**DATASET CONTENT**

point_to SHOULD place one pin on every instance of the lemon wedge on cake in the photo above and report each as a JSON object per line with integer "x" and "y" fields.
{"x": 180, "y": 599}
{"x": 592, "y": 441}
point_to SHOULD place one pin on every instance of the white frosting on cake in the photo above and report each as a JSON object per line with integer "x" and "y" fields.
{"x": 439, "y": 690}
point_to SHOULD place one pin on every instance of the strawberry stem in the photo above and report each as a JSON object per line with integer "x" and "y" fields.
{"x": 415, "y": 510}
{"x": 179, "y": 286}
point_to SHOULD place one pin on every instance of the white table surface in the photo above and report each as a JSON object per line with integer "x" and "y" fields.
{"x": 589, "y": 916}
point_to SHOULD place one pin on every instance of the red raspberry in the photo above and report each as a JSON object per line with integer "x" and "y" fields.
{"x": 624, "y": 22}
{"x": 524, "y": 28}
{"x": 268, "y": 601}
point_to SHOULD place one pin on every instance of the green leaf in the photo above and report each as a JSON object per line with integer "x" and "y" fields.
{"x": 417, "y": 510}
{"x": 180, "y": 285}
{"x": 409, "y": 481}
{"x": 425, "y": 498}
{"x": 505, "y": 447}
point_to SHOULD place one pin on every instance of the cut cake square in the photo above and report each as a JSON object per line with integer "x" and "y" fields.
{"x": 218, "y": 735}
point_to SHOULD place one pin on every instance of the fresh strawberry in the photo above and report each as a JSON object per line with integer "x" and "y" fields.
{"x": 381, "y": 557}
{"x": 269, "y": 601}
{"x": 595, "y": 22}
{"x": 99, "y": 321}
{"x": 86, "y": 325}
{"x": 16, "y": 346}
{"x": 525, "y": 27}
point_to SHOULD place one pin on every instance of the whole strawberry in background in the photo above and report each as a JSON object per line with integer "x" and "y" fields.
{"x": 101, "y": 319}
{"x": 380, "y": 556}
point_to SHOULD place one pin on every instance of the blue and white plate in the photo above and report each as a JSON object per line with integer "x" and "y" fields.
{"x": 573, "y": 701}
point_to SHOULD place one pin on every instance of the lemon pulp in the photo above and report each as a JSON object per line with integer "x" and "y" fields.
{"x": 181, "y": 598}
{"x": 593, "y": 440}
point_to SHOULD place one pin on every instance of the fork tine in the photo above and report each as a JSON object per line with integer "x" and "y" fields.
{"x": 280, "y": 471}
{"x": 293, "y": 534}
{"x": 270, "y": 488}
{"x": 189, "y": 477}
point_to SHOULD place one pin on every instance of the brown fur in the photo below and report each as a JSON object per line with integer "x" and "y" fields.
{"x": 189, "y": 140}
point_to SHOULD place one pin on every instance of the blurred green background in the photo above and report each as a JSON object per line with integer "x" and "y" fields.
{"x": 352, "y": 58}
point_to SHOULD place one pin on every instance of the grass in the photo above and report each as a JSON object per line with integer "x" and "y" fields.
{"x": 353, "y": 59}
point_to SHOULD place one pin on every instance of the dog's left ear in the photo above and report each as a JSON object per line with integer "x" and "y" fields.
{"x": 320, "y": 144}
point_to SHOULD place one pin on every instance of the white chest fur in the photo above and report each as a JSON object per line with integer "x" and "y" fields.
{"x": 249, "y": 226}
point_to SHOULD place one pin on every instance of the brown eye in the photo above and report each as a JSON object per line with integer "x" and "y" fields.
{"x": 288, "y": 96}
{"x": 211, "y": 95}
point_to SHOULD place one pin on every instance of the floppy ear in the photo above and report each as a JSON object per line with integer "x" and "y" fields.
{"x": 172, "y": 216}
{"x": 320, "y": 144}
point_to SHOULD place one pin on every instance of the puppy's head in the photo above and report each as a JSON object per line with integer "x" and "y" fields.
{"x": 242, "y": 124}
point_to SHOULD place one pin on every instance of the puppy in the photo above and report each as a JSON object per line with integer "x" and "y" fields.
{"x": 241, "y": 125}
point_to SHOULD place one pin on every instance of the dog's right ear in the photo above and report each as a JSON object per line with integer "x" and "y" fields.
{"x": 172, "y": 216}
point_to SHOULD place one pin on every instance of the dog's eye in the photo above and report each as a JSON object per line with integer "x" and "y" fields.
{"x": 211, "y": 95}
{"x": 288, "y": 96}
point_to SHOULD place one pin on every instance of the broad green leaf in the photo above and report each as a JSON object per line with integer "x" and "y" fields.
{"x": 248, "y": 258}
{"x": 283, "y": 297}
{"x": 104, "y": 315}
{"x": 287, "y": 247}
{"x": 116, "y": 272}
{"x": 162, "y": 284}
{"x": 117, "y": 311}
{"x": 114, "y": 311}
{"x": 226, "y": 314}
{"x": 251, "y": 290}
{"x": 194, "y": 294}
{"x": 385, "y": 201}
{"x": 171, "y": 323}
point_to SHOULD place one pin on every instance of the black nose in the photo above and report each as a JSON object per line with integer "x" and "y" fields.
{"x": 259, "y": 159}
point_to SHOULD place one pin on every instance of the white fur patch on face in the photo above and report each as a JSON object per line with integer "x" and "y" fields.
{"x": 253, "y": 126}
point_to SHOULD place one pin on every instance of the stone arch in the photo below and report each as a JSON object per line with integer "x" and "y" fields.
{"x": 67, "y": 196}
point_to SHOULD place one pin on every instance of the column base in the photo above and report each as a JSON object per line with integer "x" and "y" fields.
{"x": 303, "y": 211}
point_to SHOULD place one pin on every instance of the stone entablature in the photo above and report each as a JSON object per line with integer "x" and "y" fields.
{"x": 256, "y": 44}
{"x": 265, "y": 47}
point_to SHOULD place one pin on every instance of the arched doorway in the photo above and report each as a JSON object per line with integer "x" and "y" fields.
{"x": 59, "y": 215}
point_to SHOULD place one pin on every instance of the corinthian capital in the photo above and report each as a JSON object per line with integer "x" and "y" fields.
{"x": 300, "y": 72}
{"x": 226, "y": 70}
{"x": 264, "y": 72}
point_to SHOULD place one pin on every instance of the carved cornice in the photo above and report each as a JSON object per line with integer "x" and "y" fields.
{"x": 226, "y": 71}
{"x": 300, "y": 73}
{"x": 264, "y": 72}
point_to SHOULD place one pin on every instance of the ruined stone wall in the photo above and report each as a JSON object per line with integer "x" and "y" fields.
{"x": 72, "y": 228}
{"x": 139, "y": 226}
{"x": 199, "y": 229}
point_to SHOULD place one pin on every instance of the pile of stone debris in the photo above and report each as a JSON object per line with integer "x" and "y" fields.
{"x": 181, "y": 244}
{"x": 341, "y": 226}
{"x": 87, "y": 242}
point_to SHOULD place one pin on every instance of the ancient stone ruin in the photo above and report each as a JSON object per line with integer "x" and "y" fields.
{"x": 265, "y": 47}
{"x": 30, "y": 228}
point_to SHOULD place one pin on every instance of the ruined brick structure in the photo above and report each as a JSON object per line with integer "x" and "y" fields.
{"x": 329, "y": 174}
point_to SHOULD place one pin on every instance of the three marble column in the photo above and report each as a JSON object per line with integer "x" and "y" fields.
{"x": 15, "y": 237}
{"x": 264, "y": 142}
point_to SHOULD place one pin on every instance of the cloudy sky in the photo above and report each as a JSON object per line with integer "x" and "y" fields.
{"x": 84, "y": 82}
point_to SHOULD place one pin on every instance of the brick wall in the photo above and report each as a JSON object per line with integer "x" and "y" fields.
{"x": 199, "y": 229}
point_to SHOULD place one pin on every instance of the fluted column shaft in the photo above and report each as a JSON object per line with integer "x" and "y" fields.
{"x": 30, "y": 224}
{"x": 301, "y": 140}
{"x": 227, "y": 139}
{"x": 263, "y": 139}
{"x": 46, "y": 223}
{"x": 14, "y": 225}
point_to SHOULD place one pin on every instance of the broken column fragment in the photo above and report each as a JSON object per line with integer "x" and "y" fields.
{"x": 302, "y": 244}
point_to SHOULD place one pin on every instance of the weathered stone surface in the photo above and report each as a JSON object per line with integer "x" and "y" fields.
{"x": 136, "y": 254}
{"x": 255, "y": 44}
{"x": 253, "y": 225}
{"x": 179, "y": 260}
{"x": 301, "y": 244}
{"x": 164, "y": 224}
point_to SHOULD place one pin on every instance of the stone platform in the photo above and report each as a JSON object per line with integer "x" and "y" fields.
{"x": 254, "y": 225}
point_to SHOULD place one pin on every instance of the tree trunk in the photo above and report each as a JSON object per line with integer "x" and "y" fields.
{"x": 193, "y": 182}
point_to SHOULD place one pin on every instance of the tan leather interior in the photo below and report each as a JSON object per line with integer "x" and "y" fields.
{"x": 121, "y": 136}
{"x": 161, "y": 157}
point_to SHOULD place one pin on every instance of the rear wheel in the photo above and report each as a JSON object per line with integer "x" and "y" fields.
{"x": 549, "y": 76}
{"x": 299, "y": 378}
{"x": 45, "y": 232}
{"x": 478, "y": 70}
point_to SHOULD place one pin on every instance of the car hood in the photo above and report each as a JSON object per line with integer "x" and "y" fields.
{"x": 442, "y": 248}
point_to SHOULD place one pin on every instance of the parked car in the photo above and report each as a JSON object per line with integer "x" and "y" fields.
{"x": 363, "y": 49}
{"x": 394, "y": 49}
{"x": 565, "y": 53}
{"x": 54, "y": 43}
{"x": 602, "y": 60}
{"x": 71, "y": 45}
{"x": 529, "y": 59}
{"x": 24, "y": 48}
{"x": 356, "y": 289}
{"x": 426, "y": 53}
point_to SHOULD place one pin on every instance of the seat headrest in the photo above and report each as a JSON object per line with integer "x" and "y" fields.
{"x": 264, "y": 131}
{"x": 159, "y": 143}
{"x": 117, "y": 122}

**AIM**
Copy the entries exactly, starting at the line that contains "point_to SHOULD place one pin on every instance of the weathered" and going through the last line of the entries, with both ends included.

**THE OUTPUT**
point_to SHOULD place one pin on every instance of the weathered stone surface in the photo above and report each as a JSON object per line with integer "x" and "y" fields.
{"x": 136, "y": 254}
{"x": 255, "y": 44}
{"x": 253, "y": 225}
{"x": 179, "y": 260}
{"x": 301, "y": 244}
{"x": 164, "y": 224}
point_to SHOULD place one pin on every instance of the stone platform in the photo above and report each as a JSON object per line with integer "x" and "y" fields.
{"x": 254, "y": 225}
point_to SHOULD place one pin on every instance of the tree trunk in the photo above and report each as a JSON object per line with integer "x" and "y" fields.
{"x": 193, "y": 182}
point_to SHOULD place one pin on every instance of the tan leather interior in the photo below and report each as a JSON object per line with integer "x" and "y" fields.
{"x": 121, "y": 136}
{"x": 161, "y": 157}
point_to SHOULD place one pin on every instance of the rear wheel in the photo above and report each as a JSON object per line with integer "x" and "y" fields.
{"x": 549, "y": 76}
{"x": 299, "y": 378}
{"x": 45, "y": 232}
{"x": 478, "y": 70}
point_to SHOULD place one pin on every instance of the car hood in the photo above and report each as a JSON object per line with integer "x" and "y" fields.
{"x": 442, "y": 248}
point_to SHOULD place one pin on every instance of the parked car in the photo above and report each as a JSON object per line with integer "x" and "y" fields.
{"x": 363, "y": 49}
{"x": 394, "y": 49}
{"x": 565, "y": 53}
{"x": 54, "y": 43}
{"x": 602, "y": 60}
{"x": 71, "y": 45}
{"x": 529, "y": 59}
{"x": 24, "y": 48}
{"x": 356, "y": 289}
{"x": 426, "y": 53}
point_to SHOULD place one pin on every instance of the seat headrest in the photo above and report each as a JSON object per line with integer "x" and "y" fields.
{"x": 264, "y": 131}
{"x": 159, "y": 143}
{"x": 117, "y": 122}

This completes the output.